### WRITTEN REQUEST
Retype, word for word, everything in the records from the line containing "tree, it would be much appreciated." down to the line containing "MULTIPOLYGON (((25 1, 14", including both of those lines.

### SUPPLIED RECORDS
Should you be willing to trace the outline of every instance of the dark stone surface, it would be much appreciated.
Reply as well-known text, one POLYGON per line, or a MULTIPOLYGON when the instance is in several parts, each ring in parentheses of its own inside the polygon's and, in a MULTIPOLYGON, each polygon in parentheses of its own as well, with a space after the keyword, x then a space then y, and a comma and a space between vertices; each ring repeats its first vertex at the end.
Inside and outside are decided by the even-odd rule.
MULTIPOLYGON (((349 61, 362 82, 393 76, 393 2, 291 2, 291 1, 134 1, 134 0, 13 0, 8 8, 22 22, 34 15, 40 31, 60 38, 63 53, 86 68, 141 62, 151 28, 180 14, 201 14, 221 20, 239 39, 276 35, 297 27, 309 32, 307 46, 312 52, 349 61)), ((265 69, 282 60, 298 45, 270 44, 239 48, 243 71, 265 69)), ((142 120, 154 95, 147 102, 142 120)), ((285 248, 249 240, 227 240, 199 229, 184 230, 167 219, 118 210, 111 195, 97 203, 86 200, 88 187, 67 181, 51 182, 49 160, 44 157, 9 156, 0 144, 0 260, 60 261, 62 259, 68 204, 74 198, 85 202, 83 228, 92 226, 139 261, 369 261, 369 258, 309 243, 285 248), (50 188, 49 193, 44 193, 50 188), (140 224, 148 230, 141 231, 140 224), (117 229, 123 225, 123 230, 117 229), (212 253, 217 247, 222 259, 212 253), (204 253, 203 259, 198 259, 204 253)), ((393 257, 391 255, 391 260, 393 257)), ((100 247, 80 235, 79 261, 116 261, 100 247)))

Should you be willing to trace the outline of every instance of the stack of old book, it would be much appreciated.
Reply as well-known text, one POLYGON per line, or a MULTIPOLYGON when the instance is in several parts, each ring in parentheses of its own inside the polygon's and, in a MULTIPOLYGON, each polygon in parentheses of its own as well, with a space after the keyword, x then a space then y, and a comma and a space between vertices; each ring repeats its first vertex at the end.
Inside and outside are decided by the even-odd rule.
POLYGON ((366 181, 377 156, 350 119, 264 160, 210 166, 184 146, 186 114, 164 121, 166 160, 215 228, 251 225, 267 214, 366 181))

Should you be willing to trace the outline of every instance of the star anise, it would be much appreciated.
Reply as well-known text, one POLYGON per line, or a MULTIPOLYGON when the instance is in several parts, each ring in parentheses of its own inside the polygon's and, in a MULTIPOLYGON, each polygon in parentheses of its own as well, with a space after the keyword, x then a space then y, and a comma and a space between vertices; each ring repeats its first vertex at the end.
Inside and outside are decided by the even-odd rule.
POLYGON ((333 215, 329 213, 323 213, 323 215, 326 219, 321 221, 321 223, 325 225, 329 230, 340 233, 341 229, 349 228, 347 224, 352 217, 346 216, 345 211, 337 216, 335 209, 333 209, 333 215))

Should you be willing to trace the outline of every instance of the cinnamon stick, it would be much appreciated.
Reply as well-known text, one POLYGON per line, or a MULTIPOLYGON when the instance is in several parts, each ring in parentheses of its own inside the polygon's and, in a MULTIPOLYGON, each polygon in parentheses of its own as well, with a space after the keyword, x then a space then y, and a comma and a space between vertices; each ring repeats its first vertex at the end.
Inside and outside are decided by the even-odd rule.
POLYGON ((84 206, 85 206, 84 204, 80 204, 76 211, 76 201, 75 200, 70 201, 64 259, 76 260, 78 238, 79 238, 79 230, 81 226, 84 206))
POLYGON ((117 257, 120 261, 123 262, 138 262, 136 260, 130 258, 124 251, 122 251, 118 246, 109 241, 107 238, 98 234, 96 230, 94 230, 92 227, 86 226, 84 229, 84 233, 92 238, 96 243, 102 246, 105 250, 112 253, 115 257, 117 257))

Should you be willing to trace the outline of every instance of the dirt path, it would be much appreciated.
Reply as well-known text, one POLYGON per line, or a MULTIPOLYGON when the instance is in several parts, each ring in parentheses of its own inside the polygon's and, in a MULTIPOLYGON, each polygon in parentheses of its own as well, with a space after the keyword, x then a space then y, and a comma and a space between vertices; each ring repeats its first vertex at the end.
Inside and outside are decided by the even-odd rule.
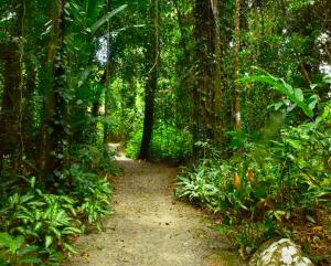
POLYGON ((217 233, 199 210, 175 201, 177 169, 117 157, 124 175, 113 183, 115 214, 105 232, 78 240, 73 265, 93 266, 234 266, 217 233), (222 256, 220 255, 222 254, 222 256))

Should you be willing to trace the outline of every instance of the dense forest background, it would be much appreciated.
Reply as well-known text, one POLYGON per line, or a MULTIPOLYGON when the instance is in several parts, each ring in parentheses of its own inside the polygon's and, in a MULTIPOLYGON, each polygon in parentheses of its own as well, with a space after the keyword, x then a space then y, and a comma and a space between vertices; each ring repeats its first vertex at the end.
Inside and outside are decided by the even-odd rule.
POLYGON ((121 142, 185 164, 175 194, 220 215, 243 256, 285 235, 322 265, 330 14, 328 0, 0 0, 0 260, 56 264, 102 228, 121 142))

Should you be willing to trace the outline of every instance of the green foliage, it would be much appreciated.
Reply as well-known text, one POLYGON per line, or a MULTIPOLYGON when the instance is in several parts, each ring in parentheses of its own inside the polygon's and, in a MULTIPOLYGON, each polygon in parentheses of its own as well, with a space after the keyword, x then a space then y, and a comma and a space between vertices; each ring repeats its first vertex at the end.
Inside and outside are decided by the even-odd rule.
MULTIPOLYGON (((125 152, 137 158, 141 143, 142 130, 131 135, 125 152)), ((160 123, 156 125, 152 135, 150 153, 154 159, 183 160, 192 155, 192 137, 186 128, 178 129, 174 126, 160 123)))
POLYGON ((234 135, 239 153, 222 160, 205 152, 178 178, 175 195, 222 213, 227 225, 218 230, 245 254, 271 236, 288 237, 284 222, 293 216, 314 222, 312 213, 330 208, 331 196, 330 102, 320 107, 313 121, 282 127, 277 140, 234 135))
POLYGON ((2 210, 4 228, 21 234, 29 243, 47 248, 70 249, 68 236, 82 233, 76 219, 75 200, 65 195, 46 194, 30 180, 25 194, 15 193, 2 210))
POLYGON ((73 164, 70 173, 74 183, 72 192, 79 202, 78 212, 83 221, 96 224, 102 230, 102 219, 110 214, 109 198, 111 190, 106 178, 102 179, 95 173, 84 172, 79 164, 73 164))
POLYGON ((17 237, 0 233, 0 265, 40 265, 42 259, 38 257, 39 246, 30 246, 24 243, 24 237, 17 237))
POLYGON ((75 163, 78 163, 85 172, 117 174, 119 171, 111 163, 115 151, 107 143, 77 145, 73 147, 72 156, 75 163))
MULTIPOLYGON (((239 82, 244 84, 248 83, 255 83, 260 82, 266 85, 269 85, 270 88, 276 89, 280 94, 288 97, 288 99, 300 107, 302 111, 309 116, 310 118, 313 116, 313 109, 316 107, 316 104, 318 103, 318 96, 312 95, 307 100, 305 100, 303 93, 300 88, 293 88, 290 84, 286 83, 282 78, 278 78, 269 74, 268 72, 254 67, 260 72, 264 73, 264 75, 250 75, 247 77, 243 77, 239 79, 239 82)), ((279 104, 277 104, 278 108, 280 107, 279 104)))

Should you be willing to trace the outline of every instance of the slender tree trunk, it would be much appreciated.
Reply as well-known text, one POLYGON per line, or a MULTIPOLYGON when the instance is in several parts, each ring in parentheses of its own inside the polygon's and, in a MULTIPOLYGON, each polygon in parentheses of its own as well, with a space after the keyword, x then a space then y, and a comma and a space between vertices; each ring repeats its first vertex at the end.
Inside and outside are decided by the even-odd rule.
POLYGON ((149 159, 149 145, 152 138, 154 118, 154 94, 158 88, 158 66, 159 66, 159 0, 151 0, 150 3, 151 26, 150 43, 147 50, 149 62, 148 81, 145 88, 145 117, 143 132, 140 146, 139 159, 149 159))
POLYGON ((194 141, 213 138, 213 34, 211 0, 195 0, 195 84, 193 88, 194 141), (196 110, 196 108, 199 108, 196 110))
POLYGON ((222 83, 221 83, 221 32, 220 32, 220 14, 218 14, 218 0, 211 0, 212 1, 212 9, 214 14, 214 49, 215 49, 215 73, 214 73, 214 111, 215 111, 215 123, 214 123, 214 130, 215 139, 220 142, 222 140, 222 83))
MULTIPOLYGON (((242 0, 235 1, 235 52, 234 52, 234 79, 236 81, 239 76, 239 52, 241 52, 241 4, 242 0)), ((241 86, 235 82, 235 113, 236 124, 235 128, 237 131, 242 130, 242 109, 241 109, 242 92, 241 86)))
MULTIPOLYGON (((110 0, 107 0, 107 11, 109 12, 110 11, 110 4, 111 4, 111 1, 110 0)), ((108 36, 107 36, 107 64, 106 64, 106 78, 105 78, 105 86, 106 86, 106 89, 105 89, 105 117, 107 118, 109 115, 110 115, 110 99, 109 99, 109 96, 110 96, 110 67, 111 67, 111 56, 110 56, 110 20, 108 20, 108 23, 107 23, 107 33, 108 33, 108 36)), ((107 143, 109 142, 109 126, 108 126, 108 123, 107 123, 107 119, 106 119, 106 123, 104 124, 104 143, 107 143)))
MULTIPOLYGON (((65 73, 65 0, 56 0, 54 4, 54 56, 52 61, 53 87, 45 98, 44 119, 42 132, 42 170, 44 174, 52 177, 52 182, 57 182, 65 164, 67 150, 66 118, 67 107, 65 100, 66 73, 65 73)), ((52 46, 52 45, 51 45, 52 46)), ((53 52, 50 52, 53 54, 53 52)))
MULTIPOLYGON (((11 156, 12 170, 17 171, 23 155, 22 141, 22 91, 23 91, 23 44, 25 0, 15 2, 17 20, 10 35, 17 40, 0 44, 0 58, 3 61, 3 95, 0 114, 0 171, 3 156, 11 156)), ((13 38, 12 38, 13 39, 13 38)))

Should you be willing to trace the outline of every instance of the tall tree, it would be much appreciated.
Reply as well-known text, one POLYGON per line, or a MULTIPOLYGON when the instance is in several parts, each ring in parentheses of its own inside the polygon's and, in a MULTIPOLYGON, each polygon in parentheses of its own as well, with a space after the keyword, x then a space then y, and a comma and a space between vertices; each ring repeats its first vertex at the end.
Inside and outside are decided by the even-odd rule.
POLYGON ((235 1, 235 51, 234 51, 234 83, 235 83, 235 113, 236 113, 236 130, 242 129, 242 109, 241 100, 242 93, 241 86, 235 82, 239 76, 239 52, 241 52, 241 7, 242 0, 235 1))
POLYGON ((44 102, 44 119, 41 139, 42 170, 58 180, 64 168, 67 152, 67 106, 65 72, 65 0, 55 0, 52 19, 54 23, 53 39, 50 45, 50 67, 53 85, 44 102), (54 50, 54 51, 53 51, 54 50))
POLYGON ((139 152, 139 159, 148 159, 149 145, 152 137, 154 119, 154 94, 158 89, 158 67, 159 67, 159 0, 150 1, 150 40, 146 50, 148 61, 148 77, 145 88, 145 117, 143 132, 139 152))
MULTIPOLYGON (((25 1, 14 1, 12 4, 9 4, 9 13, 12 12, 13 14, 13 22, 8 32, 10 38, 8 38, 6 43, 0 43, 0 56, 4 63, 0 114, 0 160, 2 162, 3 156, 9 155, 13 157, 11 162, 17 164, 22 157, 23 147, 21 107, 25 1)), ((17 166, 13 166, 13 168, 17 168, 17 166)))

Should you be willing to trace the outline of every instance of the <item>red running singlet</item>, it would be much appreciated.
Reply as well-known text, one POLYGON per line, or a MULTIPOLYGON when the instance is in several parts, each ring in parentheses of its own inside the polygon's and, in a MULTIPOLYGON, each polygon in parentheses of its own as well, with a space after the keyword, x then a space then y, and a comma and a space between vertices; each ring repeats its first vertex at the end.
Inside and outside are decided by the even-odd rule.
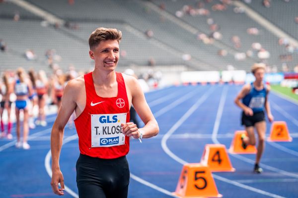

...

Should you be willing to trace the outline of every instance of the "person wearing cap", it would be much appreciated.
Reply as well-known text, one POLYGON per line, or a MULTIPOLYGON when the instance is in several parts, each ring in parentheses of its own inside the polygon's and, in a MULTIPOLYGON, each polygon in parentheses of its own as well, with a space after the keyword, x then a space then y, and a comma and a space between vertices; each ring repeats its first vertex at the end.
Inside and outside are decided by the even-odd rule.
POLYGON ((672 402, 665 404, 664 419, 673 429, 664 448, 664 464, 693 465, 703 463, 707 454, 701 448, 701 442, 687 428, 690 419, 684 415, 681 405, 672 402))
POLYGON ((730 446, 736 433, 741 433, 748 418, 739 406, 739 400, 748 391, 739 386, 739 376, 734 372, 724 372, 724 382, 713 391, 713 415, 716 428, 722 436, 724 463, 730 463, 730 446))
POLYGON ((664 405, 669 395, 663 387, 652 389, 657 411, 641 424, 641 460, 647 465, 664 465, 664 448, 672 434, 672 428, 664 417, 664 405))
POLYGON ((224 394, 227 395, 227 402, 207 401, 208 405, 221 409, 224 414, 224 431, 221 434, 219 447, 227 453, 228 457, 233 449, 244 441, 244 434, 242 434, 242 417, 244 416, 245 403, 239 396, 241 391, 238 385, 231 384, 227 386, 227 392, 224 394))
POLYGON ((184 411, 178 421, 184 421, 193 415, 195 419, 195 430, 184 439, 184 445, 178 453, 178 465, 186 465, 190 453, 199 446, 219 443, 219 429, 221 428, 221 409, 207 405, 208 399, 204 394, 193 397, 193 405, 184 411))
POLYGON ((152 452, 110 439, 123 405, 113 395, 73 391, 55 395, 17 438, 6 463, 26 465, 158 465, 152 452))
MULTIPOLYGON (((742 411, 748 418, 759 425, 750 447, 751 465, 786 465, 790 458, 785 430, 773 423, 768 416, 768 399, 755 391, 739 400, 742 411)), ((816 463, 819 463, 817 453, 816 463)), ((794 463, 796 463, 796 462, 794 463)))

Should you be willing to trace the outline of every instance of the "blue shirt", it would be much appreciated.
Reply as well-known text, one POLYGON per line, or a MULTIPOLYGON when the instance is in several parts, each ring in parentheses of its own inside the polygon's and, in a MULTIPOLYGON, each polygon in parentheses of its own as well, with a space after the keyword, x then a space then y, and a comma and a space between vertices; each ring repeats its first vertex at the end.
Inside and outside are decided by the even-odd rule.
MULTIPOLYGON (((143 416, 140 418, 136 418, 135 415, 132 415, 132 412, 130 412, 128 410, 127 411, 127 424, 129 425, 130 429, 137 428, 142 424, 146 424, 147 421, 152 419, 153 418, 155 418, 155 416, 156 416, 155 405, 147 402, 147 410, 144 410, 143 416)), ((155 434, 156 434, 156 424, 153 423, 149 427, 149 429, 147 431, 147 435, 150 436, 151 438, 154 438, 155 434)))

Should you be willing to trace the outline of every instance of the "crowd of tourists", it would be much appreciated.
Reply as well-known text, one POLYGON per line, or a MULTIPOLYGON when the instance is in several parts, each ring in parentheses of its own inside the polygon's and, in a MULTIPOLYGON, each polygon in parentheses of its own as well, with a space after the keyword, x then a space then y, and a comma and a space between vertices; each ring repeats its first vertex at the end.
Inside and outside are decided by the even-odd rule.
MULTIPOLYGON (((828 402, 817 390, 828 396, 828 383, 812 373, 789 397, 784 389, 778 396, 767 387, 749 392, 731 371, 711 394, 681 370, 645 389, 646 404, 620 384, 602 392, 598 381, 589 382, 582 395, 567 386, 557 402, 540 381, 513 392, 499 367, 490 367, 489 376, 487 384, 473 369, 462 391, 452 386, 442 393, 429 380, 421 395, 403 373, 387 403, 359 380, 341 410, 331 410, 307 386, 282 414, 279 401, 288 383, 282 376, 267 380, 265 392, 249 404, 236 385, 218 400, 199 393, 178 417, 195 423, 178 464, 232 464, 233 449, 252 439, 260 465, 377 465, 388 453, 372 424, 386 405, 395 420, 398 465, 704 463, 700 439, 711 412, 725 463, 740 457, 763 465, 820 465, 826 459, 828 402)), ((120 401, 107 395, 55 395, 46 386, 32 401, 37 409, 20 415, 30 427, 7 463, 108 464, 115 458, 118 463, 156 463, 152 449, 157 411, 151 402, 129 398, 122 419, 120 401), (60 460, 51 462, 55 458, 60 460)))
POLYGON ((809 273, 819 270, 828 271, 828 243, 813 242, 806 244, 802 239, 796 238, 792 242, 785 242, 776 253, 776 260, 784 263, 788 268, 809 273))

### EXERCISE RESPONSE
Should you be willing to trace the outline of every instance of the tall tree, it would be much appreciated.
Reply as well-known text, one POLYGON per line, or a MULTIPOLYGON when the instance is in several parts, each ring in parentheses of its own inside the polygon's and, in a MULTIPOLYGON, each polygon in parentheses of its own as well, with a space after the keyword, x then a space then y, and a comma and a space between vertices; each ring repeats its first vertex at the end.
Inside and outside are decided by the even-odd rule.
POLYGON ((235 1, 235 51, 234 51, 234 83, 235 83, 235 113, 236 113, 236 130, 242 129, 242 109, 241 100, 242 93, 241 86, 235 82, 239 76, 239 52, 241 52, 241 7, 242 0, 235 1))
POLYGON ((44 102, 44 119, 41 139, 42 170, 58 180, 64 168, 67 152, 67 106, 65 72, 65 0, 55 0, 52 19, 54 23, 53 39, 50 45, 50 67, 53 85, 44 102), (54 50, 54 51, 53 51, 54 50))
POLYGON ((139 152, 139 159, 148 159, 149 145, 152 137, 154 119, 154 94, 158 89, 158 67, 159 67, 159 0, 150 1, 150 40, 146 50, 148 61, 148 77, 145 88, 145 117, 143 132, 139 152))
MULTIPOLYGON (((25 1, 14 1, 12 4, 9 4, 9 13, 12 12, 13 14, 13 22, 8 32, 10 38, 8 38, 6 43, 0 43, 0 56, 4 63, 0 114, 0 160, 2 162, 3 156, 9 155, 13 157, 11 162, 17 164, 22 157, 23 147, 21 107, 25 1)), ((17 166, 13 166, 13 168, 17 168, 17 166)))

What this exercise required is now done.